Work to be completed =>
Rescale the part of the listing starting with the line containing "[outline] pair of pink shoes, per instance" and going on through the end of the listing. Reproduce those lines in full, with every outline coordinate multiplied by 1.55 and rounded to a whole number, halves rounded up.

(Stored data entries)

★ ★ ★ ★

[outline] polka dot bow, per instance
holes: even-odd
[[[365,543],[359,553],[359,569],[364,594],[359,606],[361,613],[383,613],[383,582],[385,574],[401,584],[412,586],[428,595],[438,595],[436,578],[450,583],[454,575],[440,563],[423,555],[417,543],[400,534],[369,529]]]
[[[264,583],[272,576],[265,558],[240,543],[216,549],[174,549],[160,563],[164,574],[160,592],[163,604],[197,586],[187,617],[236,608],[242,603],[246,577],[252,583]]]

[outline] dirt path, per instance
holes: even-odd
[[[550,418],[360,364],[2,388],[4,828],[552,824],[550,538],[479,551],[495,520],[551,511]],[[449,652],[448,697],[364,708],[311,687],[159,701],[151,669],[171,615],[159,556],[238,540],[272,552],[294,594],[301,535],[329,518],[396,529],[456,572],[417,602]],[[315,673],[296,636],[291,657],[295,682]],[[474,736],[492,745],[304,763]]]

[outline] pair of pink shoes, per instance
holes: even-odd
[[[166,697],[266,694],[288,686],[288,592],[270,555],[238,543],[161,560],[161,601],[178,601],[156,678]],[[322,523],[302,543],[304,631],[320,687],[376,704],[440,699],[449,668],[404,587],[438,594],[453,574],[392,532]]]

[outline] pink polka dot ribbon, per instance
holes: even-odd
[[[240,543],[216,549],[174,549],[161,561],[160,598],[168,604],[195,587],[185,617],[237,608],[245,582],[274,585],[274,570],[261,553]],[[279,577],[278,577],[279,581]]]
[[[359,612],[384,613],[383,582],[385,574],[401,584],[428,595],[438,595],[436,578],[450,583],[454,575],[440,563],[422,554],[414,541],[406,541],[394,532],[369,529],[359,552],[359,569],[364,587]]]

★ ★ ★ ★

Finished exercise =>
[outline] pair of pink shoes, per instance
holes: even-odd
[[[257,1080],[412,1076],[446,1063],[446,918],[419,860],[369,842],[250,868],[250,932],[276,932],[242,1051]],[[499,811],[468,842],[471,978],[496,1065],[583,1091],[682,1083],[696,1035],[626,910],[679,921],[702,890],[608,825]]]

[outline] pink polka dot ribbon, per instance
holes: even-odd
[[[372,842],[335,851],[270,851],[250,870],[248,927],[260,936],[302,910],[287,956],[367,942],[380,902],[425,907],[425,884],[405,857]],[[432,894],[431,894],[432,901]]]
[[[556,949],[595,950],[594,902],[597,890],[622,905],[663,922],[679,922],[676,896],[698,904],[704,891],[682,873],[654,859],[642,839],[629,839],[611,825],[572,820],[556,856],[556,882],[564,910]]]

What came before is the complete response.